WORK TO BE COMPLETED: Identify each line in the rows below that contains the string "aircraft" and copy those lines out.

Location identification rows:
##############################

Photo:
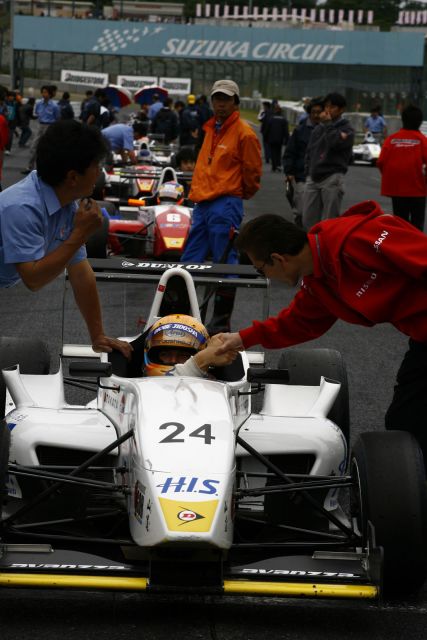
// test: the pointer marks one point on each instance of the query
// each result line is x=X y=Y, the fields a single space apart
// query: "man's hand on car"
x=103 y=343
x=88 y=218
x=230 y=342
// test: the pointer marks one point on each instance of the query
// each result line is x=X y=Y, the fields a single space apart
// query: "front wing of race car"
x=319 y=575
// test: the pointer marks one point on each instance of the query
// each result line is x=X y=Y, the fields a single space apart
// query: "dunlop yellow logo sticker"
x=173 y=243
x=188 y=516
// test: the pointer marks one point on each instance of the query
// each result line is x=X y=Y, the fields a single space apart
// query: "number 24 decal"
x=204 y=432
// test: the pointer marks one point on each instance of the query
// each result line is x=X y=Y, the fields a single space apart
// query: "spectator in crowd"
x=96 y=111
x=89 y=96
x=166 y=122
x=376 y=124
x=277 y=134
x=47 y=112
x=53 y=90
x=204 y=114
x=65 y=108
x=142 y=115
x=185 y=160
x=304 y=113
x=25 y=116
x=120 y=139
x=326 y=162
x=294 y=156
x=43 y=229
x=228 y=171
x=205 y=111
x=364 y=268
x=402 y=163
x=12 y=117
x=4 y=132
x=156 y=105
x=189 y=123
x=263 y=116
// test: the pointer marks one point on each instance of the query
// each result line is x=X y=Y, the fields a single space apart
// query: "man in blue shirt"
x=120 y=138
x=47 y=112
x=375 y=124
x=43 y=230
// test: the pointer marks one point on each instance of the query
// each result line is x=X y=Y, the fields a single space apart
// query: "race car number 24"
x=204 y=432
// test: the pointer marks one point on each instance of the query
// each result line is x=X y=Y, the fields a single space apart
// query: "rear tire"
x=31 y=355
x=388 y=470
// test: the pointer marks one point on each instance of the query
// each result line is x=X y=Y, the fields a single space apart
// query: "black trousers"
x=410 y=209
x=408 y=409
x=276 y=156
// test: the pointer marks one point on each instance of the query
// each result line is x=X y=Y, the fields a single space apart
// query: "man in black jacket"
x=166 y=122
x=294 y=156
x=276 y=134
x=326 y=162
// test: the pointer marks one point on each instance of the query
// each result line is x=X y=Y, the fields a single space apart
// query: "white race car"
x=367 y=151
x=179 y=484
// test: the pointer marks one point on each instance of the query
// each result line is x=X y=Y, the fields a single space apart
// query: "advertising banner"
x=88 y=78
x=135 y=82
x=176 y=86
x=206 y=42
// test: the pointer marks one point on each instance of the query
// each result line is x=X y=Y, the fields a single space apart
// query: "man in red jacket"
x=402 y=163
x=365 y=267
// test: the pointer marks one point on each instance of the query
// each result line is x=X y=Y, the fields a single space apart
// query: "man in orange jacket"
x=228 y=171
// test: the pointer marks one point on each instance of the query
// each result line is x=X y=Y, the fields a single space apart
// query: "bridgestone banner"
x=176 y=86
x=84 y=77
x=135 y=82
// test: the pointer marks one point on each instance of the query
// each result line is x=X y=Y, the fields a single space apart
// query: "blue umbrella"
x=145 y=94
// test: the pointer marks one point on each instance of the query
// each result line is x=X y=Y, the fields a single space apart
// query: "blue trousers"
x=210 y=229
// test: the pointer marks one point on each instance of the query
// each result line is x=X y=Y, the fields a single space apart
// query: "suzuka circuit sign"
x=302 y=46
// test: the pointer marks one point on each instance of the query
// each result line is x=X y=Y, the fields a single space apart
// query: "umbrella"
x=145 y=94
x=118 y=96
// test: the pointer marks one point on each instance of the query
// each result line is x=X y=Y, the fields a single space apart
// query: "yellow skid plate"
x=60 y=581
x=296 y=589
x=116 y=583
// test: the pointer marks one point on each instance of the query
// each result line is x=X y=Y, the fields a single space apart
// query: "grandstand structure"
x=295 y=16
x=286 y=54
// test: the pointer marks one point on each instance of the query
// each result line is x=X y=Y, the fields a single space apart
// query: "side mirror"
x=90 y=369
x=268 y=376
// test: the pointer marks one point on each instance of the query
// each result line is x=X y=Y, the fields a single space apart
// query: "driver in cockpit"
x=180 y=345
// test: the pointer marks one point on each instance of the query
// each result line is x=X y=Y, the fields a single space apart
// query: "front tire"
x=388 y=470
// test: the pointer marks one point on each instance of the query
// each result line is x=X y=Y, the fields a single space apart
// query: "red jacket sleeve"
x=389 y=243
x=383 y=154
x=305 y=319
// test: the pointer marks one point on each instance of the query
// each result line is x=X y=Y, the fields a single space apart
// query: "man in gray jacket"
x=327 y=159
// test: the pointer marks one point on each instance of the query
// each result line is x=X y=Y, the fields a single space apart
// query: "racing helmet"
x=176 y=331
x=171 y=191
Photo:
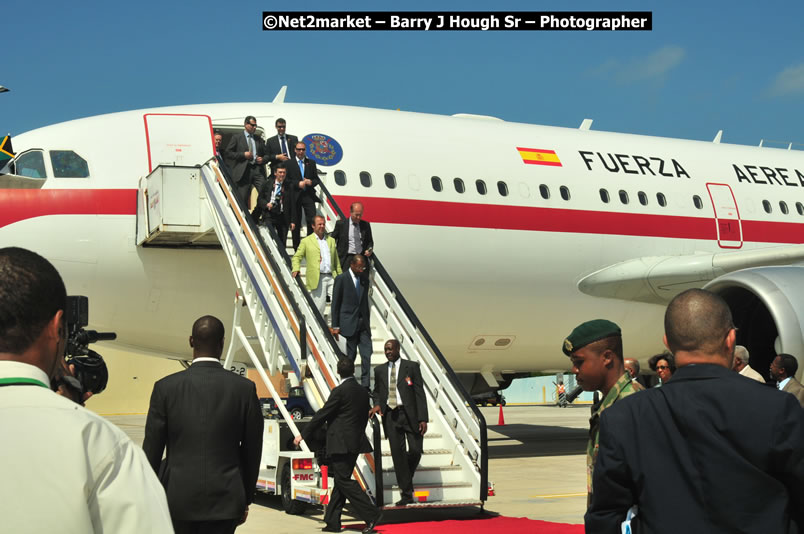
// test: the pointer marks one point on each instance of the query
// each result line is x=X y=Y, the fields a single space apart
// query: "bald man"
x=712 y=452
x=211 y=422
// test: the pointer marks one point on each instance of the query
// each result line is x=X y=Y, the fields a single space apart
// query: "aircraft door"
x=727 y=216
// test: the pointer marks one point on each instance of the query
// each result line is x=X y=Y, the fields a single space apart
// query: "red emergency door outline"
x=727 y=216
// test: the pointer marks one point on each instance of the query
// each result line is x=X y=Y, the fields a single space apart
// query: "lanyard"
x=21 y=381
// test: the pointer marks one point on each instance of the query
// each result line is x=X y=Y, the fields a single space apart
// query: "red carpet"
x=488 y=525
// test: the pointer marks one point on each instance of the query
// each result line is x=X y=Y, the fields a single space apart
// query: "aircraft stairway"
x=292 y=337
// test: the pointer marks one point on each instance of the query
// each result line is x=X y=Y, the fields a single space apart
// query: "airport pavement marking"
x=558 y=495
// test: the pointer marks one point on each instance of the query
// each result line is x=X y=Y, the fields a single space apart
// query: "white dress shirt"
x=67 y=470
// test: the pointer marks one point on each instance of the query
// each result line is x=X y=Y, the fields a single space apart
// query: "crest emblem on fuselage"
x=323 y=149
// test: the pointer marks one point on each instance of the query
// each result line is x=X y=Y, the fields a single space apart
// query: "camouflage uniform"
x=621 y=389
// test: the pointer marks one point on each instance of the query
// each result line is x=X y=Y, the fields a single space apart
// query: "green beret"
x=589 y=332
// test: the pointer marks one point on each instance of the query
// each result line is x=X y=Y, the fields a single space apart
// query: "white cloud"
x=788 y=82
x=652 y=67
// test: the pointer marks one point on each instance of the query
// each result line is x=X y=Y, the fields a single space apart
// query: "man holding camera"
x=56 y=457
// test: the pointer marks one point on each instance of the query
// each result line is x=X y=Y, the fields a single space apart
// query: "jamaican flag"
x=6 y=152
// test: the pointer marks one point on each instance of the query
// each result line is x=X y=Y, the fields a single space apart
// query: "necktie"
x=392 y=388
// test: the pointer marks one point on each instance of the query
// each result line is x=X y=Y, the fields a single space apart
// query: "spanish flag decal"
x=6 y=152
x=539 y=156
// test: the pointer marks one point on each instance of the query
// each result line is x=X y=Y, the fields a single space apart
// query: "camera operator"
x=64 y=468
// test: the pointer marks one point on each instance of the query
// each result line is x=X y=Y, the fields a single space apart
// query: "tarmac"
x=537 y=464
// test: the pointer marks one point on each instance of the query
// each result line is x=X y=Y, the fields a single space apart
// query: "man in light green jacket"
x=318 y=249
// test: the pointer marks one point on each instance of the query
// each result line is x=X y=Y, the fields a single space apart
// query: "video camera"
x=91 y=373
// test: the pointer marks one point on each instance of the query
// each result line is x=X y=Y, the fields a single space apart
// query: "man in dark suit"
x=303 y=174
x=351 y=317
x=276 y=203
x=211 y=422
x=399 y=398
x=279 y=148
x=346 y=417
x=243 y=157
x=353 y=235
x=709 y=451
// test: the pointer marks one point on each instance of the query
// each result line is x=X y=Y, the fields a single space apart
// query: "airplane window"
x=31 y=164
x=643 y=198
x=68 y=164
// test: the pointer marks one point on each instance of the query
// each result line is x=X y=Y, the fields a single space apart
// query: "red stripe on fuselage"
x=20 y=204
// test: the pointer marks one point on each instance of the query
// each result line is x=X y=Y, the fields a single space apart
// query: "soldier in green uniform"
x=595 y=349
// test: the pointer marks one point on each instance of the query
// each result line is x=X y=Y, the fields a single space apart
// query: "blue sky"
x=705 y=66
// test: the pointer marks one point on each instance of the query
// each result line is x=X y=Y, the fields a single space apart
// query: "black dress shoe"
x=373 y=523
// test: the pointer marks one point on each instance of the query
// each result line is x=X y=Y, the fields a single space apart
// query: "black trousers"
x=406 y=447
x=223 y=526
x=341 y=467
x=308 y=207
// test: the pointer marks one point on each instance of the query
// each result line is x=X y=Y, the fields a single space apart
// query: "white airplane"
x=503 y=236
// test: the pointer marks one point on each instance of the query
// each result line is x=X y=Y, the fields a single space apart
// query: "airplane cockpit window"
x=30 y=164
x=643 y=198
x=68 y=164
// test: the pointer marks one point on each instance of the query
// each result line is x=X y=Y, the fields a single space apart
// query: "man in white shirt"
x=741 y=364
x=64 y=468
x=318 y=249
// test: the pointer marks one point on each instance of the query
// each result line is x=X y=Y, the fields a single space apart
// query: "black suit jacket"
x=349 y=314
x=341 y=235
x=709 y=451
x=273 y=148
x=309 y=194
x=234 y=158
x=211 y=422
x=346 y=415
x=414 y=401
x=283 y=209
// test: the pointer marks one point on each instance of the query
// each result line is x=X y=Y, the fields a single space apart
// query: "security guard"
x=595 y=349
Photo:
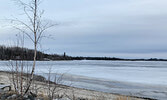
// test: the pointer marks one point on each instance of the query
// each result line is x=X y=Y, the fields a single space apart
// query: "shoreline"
x=79 y=92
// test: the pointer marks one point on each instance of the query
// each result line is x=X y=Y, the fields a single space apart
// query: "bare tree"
x=34 y=28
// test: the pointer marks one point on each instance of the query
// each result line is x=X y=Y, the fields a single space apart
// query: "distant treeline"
x=18 y=53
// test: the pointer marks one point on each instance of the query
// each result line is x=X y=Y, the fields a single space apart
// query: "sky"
x=112 y=28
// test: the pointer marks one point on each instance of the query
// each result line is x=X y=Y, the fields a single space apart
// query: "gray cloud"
x=123 y=28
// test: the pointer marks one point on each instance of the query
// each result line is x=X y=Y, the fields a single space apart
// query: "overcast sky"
x=115 y=28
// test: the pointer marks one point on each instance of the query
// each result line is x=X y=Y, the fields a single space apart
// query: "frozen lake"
x=137 y=78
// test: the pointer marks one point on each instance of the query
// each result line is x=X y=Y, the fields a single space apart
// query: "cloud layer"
x=131 y=28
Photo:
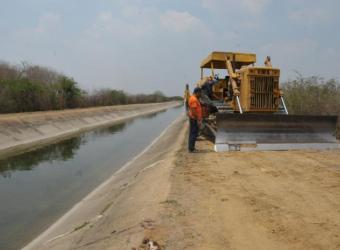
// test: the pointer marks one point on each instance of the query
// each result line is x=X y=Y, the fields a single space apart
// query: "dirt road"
x=257 y=200
x=232 y=200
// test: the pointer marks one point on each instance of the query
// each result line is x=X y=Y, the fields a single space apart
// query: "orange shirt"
x=186 y=95
x=195 y=109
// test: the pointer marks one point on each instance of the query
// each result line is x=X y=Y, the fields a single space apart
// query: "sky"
x=143 y=46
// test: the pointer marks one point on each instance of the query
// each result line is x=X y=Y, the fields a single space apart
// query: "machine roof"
x=218 y=59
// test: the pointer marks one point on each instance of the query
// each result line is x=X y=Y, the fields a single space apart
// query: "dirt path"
x=257 y=200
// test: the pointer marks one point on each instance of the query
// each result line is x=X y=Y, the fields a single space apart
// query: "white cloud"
x=251 y=6
x=47 y=22
x=310 y=15
x=254 y=6
x=179 y=21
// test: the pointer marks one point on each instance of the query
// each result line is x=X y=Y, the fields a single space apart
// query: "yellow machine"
x=246 y=108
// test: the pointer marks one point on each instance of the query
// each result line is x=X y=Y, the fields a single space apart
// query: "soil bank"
x=209 y=200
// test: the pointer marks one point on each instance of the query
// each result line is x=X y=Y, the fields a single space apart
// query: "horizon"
x=142 y=47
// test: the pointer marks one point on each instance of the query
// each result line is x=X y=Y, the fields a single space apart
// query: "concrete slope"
x=26 y=130
x=121 y=211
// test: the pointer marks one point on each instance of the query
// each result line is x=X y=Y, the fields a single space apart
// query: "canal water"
x=37 y=187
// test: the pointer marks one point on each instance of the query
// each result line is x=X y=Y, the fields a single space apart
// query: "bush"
x=34 y=88
x=314 y=96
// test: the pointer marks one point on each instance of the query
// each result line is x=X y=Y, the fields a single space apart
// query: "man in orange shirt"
x=195 y=118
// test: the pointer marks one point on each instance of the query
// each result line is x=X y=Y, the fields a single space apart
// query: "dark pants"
x=193 y=133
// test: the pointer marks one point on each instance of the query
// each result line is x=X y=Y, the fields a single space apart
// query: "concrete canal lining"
x=26 y=130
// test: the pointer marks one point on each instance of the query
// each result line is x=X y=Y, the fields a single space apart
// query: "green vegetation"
x=29 y=88
x=314 y=96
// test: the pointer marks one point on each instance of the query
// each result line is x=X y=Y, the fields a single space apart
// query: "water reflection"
x=61 y=151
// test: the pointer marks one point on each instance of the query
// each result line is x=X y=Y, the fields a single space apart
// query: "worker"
x=195 y=118
x=186 y=97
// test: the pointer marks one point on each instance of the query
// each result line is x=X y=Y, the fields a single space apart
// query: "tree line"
x=314 y=96
x=27 y=88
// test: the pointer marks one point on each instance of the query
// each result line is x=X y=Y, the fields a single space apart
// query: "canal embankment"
x=22 y=131
x=118 y=213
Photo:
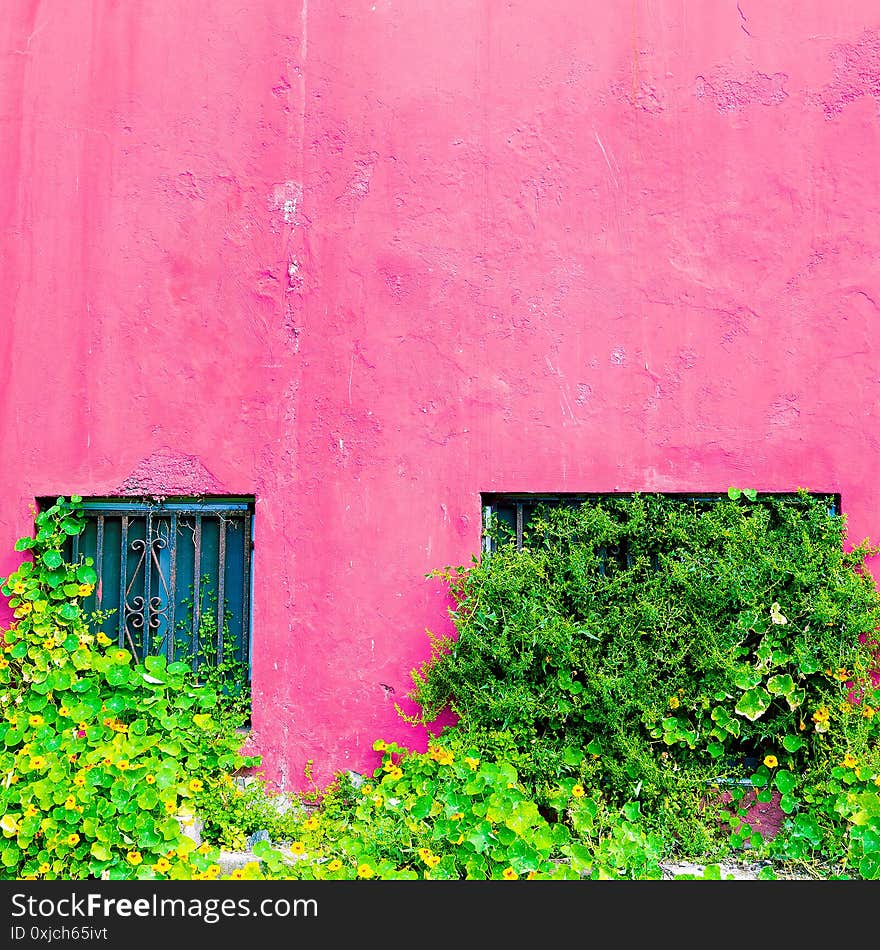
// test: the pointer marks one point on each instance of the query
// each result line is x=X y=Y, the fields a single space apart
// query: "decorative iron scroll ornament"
x=158 y=604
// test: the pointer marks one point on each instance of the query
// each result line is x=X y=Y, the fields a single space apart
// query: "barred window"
x=174 y=577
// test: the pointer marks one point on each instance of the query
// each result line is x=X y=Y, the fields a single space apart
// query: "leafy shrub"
x=649 y=645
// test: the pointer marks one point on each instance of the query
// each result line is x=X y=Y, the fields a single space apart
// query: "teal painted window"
x=174 y=577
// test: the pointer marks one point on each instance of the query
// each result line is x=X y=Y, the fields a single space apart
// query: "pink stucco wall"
x=364 y=260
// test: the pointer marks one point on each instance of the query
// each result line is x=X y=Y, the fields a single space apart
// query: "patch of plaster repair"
x=358 y=186
x=285 y=202
x=645 y=96
x=856 y=74
x=170 y=473
x=731 y=95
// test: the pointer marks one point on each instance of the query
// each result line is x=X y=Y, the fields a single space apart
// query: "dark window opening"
x=507 y=516
x=174 y=578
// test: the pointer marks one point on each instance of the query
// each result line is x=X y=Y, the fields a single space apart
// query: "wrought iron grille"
x=174 y=576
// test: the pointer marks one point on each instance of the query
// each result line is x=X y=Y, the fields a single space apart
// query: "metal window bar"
x=162 y=545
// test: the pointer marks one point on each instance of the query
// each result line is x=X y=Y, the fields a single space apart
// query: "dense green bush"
x=650 y=645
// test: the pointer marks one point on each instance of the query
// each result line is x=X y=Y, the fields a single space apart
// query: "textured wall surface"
x=367 y=259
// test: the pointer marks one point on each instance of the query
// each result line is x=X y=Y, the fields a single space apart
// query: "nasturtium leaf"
x=780 y=685
x=785 y=781
x=155 y=664
x=753 y=704
x=788 y=803
x=101 y=851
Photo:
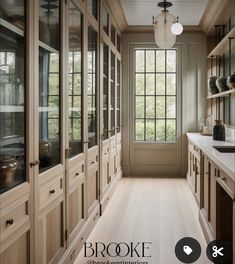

##############################

EXERCISE RESULT:
// query: "aircraft door"
// query: "aircraft stairway"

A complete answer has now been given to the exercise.